* **Given task**
Copy, word for word, the lines of the listing from the line containing "of the stucco" through the last line of the listing.

═════ Extracted entries ═════

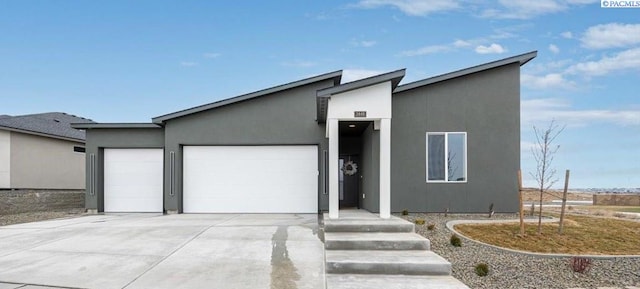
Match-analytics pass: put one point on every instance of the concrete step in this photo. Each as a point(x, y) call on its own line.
point(375, 241)
point(412, 262)
point(346, 281)
point(392, 225)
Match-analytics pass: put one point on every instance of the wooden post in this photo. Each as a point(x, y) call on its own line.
point(564, 202)
point(521, 205)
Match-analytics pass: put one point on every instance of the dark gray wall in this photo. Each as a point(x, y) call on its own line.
point(285, 118)
point(370, 160)
point(486, 105)
point(99, 139)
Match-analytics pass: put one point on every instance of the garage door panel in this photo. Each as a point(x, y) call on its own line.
point(133, 180)
point(259, 179)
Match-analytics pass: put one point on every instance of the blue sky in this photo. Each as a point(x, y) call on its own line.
point(129, 61)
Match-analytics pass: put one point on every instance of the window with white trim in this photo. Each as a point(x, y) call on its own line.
point(446, 157)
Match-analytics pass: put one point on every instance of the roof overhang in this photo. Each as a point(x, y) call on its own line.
point(42, 134)
point(323, 95)
point(336, 76)
point(113, 125)
point(522, 59)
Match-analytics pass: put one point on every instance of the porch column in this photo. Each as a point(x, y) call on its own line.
point(334, 199)
point(385, 168)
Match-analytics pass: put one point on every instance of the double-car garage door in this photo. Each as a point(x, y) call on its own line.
point(217, 179)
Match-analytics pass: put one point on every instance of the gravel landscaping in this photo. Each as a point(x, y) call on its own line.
point(513, 270)
point(38, 216)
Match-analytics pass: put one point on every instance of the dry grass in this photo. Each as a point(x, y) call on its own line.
point(582, 235)
point(629, 209)
point(532, 195)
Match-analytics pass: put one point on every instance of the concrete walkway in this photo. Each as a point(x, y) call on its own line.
point(155, 251)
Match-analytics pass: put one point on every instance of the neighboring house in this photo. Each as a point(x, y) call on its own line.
point(42, 151)
point(446, 142)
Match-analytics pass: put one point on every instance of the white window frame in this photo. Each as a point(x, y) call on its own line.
point(446, 150)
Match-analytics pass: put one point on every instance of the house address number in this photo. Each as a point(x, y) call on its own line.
point(359, 114)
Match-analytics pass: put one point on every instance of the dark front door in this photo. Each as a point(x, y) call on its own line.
point(349, 181)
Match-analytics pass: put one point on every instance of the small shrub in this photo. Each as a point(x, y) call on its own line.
point(482, 269)
point(580, 264)
point(455, 241)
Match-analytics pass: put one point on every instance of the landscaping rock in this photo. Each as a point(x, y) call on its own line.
point(513, 270)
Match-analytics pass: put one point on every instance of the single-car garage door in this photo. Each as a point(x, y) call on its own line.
point(133, 180)
point(250, 179)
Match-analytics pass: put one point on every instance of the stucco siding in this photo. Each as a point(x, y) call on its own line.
point(285, 118)
point(45, 163)
point(5, 159)
point(486, 105)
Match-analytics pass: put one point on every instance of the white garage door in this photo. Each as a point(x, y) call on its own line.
point(250, 179)
point(133, 180)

═════

* **Worked solution**
Match-analytics pass: put one point on every instance of the stucco siding in this photo. Each as a point(x, y) call on its own line.
point(285, 118)
point(45, 163)
point(5, 159)
point(486, 105)
Match-analytics pass: put one point on every instance of the white garage door in this photo. Each as a point(x, y) call on its own line.
point(250, 179)
point(133, 180)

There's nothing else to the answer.